__Supplied passage__:
━━━━━━━━━━

- Telli in 2019

Background information
- Born: 17 April 1990 (age 36) Untersiggenthal, Aargau, Switzerland
- Genres: Rock; hard rock; heavy metal; progressive rock;
- Occupations: Singer; songwriter;
- Years active: 2010–present
- Labels: Nuclear Blast; Napalm Records; Rockstar Publishing; Metalville Records;
- Member of: Dead Venus
- Formerly of: Rizon; Surrilium; Burning Witches;

= Seraina Telli =

Swiss singer and songwriter (born 1990)

Seraina Telli (born 17 April 1990) is a Swiss singer, songwriter and multi-instrumentalist in the rock, hard rock, heavy metal and progressive rock genres. She was the female vocalist of Rizon from 2010 to 2014, and the lead vocalist of Surrillum (2011–2017) and Burning Witches (2015–2019). Since her departure from Burning Witches in 2019, she has been focusing on her band Dead Venus and her solo career.

━━━━━━━━━━

__Written task A__:
Answer these questions from the Seraina Telli profile, one answer per line:
(i) Where was she born?
(ii) During which years was she the female vocalist of Rizon?
(iii) Which band has she focused on since leaving Burning Witches?
__Written task B__: Extend the Seraina Telli profile, beginning after its final sentence.

__Provided data__:

━━━━━━━━━━

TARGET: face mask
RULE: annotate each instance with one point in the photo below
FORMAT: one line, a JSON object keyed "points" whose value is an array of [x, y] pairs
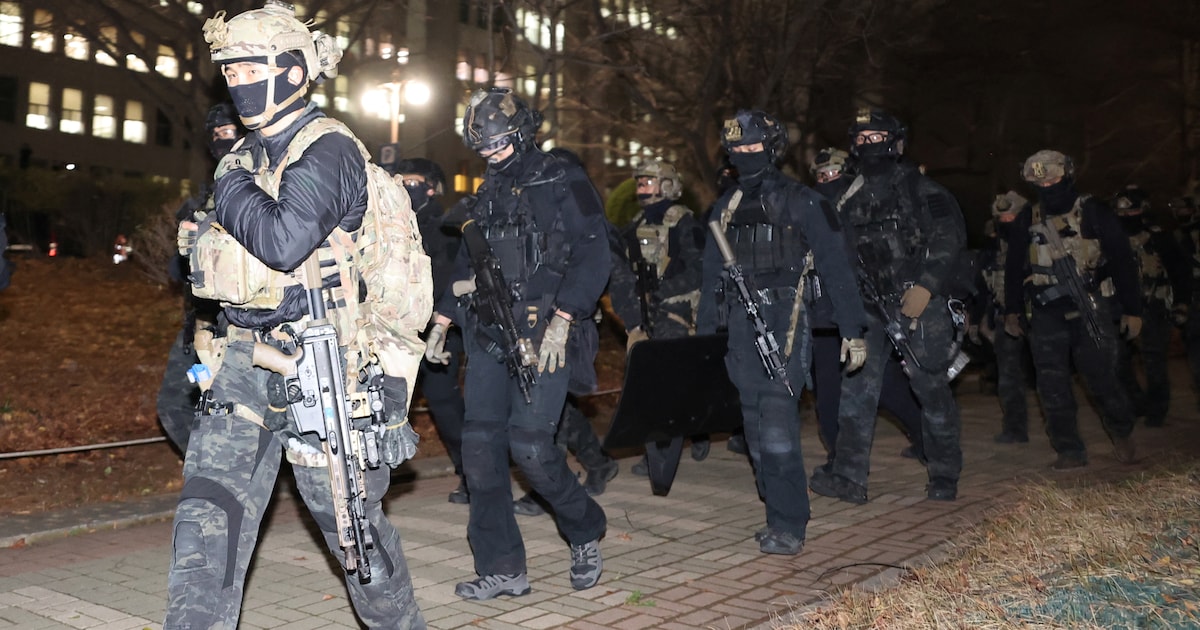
{"points": [[251, 100], [222, 147], [419, 195], [750, 165], [1057, 198]]}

━━━━━━━━━━

__Final answer A__:
(i) Untersiggenthal, Aargau, Switzerland
(ii) 2010 to 2014
(iii) Dead Venus

__Final answer B__:
==Biography==
With a penchant for rock and heavy metal music, Telli developed a great interest in music in her childhood. After she studied music at the University of Freiburg in Germany, she began her career as a singer and songwriter.

In 2015, Telli was hired as the frontwoman of the heavy/power metal band Burning Witches and went on European tours with the band. During her time with Burning Witches, she was a songwriter and lyricist on the first two studio albums. In 2019, Telli left Burning Witches to focus on her band, Dead Venus, as well as her solo project. In October 2022, Telli released her debut solo album "Simple Talk" and it reached number 2 on the Swiss charts. In September 2023, she released her second album "Addicted to Color", which reached number 1 on the Swiss charts.

==Musical style==
Telli is well known for her versatility as a musician and for using various genres.

==Discography==

===Studio albums===
====Solo====

List of studio albums, with selected details
| Title | Details | Peak chart positions |  |
| SWI | GER Rock |
| Simple Talk | Released: 30 October 2022; Label: Metalville Records; | 2 | — |
| Addicted to Color | Released: 3 September 2023; Label: Metalville Records; | 1 | — |
| Green | Released: 24 October 2025; Label: Metalville Records; | 1 | 19 |
"—" denotes a recording that did not chart or was not released in that territory.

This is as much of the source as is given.